There were fireworks! And then it was over. John walked across the street, posed for some pictures and went inside the store. The whole thing took 15 minutes, and ended with a police officers shouting at straggling photographers and guests to get out of the street already so a city bus could come through.

Elton John’s North American concerts may be done, but he has still got plenty of shows ahead of him. His farewell tour — two years behind schedule, after delays due to covid and his 2021 hip surgery — hits pause for a month before picking up in January for a string of dates in Australia and New Zealand, then the United Kingdom and Europe, before finally he finally hangs up his sparkly captain’s hat in Stockholm on July 3.

“I’ve made this video a couple of times,” Miley Cyrus joked in a video tribute to John that played during the Los Angeles farewell. Furnish knows that people are skeptical, so he wants to be totally clear. “Absolutely, he will never, ever tour again,” he said. “Those days are over and he’s pulled the curtain closed on that. He’s done.”

John will be 76 when this tour ends and, as much as he loves his fans and performing live, said Furnish, “He finds the travel really hard and he finds being away from his family incredibly hard. And, you know, our boys are going to be 10 and 12 and they are getting to the age where we feel they need us more than ever.”

They pair have been reflecting a lot more on what it means for them to be together, and to present themselves publicly as a loving unit, in the past few days, said Furnish. John did not mention it from the stage, but his final Dodgers show was the night after the shooting at Club Q in Colorado Springs, when a gunman killed six people in a gay bar, the latest attack on the LGBTQ community. “It was deeply, deeply depressing and deeply distressing,” said Furnish.

“You know, on the one hand, Elton can bring his husband and his two sons onstage to an unbelievably warm response from everybody in the audience,” Furnish continued. “And it went out on live stream around the world. And in other parts of the world that would be considered promotion of homosexuality and homosexuality being a lifestyle rather than a completely natural and normal thing for people.”

● REQUIRED TASKS
A) Say whether each statement agrees with the Elton John farewell tour passage, answering yes or no and quoting the words that decide it. (i) After its pause, the tour picks up in January with dates in Australia and New Zealand. (ii) John spoke about the Club Q shooting from the stage at his final Dodgers show. (iii) The tour is set to end in London.
B) Carry the Elton John farewell tour passage forward from its final sentence.

● SOURCE MATERIAL
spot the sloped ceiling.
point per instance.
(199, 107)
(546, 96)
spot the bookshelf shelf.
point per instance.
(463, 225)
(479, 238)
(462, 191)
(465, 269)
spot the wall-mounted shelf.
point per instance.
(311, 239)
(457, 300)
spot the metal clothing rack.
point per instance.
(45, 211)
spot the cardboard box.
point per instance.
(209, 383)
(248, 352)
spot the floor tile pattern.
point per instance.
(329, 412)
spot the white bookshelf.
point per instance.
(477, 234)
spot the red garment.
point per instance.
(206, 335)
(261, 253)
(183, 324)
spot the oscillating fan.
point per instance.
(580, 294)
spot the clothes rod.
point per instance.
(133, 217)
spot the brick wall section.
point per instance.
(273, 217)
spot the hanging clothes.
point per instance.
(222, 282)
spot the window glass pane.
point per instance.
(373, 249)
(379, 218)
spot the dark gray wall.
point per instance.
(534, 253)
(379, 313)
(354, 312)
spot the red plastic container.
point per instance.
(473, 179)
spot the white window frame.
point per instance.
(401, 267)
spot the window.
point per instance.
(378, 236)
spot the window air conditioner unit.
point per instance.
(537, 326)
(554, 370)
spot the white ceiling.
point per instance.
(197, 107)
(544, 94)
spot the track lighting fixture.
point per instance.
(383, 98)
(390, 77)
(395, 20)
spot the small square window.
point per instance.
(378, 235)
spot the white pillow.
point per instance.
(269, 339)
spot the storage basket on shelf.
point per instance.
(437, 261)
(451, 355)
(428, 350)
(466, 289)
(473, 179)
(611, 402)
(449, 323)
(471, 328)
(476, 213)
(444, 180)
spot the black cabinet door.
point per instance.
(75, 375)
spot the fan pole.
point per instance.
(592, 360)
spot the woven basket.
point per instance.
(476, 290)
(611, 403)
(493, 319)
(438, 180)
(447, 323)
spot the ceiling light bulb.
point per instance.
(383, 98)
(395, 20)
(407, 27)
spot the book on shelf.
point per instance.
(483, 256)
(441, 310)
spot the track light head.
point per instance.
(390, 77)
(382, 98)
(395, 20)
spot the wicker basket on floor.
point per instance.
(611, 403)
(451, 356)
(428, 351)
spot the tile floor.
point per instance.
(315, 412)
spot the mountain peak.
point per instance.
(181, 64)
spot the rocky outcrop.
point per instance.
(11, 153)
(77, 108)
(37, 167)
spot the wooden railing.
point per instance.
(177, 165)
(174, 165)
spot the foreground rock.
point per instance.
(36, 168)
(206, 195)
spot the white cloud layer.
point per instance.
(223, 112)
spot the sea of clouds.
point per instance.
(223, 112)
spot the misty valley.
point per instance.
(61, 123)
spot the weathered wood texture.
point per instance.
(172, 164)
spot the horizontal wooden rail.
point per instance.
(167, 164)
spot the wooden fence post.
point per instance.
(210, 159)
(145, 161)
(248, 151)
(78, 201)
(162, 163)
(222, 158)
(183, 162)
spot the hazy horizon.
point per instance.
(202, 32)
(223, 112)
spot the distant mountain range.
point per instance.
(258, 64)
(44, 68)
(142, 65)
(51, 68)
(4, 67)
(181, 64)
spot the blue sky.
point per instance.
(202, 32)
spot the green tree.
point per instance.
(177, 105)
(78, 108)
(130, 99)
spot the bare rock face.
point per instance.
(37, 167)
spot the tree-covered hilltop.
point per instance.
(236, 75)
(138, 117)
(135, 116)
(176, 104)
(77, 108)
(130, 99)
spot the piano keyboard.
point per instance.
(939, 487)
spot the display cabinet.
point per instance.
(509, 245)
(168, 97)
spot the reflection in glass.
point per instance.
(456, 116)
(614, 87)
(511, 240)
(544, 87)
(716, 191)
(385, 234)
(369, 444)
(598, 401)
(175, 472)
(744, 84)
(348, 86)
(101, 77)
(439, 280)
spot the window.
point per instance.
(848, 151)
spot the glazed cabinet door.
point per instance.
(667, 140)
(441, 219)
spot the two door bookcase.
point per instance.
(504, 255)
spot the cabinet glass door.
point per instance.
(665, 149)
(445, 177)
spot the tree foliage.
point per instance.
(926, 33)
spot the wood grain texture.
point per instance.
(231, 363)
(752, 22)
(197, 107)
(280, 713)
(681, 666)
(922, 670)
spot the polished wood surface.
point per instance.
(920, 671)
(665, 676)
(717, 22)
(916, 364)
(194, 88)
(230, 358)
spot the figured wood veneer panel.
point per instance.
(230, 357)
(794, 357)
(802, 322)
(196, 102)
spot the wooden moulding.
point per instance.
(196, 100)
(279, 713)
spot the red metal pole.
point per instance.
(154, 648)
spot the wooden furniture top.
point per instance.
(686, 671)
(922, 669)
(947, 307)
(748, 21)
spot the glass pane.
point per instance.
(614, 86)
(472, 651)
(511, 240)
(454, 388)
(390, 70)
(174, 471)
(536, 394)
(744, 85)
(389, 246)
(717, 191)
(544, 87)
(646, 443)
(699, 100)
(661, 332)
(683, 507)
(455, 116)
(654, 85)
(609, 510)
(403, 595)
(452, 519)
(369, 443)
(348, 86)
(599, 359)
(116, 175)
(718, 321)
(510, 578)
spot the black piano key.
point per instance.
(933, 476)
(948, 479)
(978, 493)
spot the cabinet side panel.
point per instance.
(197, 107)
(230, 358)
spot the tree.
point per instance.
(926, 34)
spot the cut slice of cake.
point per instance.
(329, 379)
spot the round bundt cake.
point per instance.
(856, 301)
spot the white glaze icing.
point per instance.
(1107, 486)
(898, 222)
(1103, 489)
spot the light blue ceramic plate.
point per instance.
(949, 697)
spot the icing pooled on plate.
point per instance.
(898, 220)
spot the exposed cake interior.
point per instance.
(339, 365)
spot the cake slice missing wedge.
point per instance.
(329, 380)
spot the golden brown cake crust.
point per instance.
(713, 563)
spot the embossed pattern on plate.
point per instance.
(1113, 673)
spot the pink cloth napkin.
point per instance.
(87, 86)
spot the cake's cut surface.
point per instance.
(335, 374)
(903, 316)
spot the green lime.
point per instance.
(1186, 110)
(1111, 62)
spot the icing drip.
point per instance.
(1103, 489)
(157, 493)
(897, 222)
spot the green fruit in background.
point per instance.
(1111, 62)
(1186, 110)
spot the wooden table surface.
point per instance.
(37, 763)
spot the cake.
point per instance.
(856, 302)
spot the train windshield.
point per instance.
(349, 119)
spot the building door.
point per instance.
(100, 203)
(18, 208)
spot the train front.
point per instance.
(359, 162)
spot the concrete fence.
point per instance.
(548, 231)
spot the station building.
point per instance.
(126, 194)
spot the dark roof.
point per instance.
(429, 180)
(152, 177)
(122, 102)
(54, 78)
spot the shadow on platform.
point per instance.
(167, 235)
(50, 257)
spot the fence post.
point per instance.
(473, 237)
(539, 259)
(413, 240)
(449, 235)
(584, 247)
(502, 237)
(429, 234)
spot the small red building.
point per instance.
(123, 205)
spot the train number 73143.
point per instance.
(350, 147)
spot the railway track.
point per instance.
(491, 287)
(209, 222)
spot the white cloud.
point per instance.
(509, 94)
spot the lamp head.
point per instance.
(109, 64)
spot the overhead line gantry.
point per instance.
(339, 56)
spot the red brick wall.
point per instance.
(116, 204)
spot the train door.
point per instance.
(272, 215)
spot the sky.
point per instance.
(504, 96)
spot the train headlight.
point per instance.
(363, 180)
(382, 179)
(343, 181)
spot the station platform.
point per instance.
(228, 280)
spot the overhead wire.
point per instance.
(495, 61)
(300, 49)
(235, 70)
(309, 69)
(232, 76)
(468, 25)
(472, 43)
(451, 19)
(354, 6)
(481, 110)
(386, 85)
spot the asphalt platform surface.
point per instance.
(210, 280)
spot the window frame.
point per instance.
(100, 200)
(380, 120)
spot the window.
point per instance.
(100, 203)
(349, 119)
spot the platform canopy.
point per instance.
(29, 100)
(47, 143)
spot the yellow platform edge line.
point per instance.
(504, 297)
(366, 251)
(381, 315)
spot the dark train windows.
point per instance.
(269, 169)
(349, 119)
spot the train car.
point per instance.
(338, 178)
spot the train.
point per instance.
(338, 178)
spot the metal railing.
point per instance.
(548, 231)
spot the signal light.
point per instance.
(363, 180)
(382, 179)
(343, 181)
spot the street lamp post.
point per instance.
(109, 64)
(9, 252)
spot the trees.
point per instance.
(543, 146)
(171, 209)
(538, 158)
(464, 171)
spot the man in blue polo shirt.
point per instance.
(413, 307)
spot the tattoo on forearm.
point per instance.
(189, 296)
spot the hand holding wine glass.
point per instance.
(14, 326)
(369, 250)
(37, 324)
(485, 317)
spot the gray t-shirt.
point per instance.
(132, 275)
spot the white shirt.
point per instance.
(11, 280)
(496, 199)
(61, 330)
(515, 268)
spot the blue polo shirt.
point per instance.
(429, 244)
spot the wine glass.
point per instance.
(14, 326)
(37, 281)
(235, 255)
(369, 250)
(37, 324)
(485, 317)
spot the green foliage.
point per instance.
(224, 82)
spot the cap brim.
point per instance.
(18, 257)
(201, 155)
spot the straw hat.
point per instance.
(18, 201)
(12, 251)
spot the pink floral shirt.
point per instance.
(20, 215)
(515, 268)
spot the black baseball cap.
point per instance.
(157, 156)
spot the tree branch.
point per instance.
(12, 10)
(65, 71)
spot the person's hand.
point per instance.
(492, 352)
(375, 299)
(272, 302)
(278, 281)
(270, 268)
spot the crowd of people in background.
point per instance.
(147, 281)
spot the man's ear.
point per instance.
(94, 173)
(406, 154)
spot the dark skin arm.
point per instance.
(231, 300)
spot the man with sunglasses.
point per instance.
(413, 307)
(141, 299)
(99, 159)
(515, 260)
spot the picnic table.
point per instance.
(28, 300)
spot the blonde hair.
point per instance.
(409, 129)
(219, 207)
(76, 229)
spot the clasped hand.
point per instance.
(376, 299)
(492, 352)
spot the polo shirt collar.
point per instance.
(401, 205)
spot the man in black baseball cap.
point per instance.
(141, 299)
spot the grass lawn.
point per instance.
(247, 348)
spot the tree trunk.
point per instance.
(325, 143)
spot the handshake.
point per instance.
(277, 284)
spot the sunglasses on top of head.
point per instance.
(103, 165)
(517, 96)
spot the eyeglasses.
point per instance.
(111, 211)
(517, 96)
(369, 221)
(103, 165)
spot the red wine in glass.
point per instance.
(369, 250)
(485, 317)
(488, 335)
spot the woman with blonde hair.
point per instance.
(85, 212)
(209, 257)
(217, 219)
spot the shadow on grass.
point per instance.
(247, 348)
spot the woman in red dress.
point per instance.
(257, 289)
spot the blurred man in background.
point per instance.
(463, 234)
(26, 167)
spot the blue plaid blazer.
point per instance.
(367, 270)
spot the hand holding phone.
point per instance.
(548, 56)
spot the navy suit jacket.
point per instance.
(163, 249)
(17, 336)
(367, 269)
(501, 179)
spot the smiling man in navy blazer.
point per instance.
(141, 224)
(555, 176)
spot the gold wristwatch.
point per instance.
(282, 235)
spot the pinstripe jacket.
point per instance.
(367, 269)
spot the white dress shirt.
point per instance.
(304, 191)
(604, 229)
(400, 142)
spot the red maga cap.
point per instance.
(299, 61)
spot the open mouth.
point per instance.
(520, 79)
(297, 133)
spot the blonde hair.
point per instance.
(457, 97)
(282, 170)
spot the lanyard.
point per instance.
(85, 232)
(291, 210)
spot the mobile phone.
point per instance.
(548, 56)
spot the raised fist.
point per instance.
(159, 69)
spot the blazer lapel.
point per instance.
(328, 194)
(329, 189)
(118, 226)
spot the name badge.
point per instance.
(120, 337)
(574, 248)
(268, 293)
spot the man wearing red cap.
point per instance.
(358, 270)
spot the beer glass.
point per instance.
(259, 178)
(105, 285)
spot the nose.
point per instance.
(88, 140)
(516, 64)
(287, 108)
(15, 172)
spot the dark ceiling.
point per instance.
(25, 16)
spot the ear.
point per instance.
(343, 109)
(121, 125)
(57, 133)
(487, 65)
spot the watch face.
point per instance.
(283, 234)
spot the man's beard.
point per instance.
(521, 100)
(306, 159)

● RESPONSES
A)
(i) Yes: "hits pause for a month before picking up in January for a string of dates in Australia and New Zealand"
(ii) No: "John did not mention it from the stage"
(iii) No: "finally hangs up his sparkly captain’s hat in Stockholm on July 3"

B)
The Colorado Springs shooting, he said, has made them both more committed to the mission of the AIDS Foundation’s Rocket Fund, which is to eliminate the stigma of AIDS that leads to people who “are frightened to get an AIDS test, frightened to pick up their medication, frightened to discuss or reveal their status openly for fear of recrimination based on their sexuality,” said Furnish. And it is why he leaves the door open to John performing charity events in the future.

Over the weekend in Los Angeles, John revisited his landmark 1975 shows when he was arguably the biggest pop star in the world. He also was an addict, and not openly gay, but had come out as bisexual. In 1984, he married a woman, Renate Blauel, divorcing her four years later. The first shows “were hard for me because I was not in a very good place, mentally and physically,” John said in a video that played before the show.

Now he is 32 years sober. He has been with Furnish for 29 years. When asked what he would miss about touring as part of the Disney special, he said, “Nothing. I’ve done it since I was 17 in the back of a van with my first band.”

He is excited for a new chapter, said Furnish. “Might he do the occasional one-off? Might he do something like a residency in a theater? Maybe, maybe not. He is not closing the door on performing completely.” Furnish mentioned Kate Bush’s 2014 run of 22 shows at a London theater as a potential blueprint, and said John was eager to dig into his catalogue and play lesser-known songs.

But the door is closed on one type of performance. “He is not doing a Vegas residency. That is off the table,” said Furnish. In the meantime, maybe he’ll just hang out with his kids and ride around in sparkly golf carts in front of Christmas lights for a while.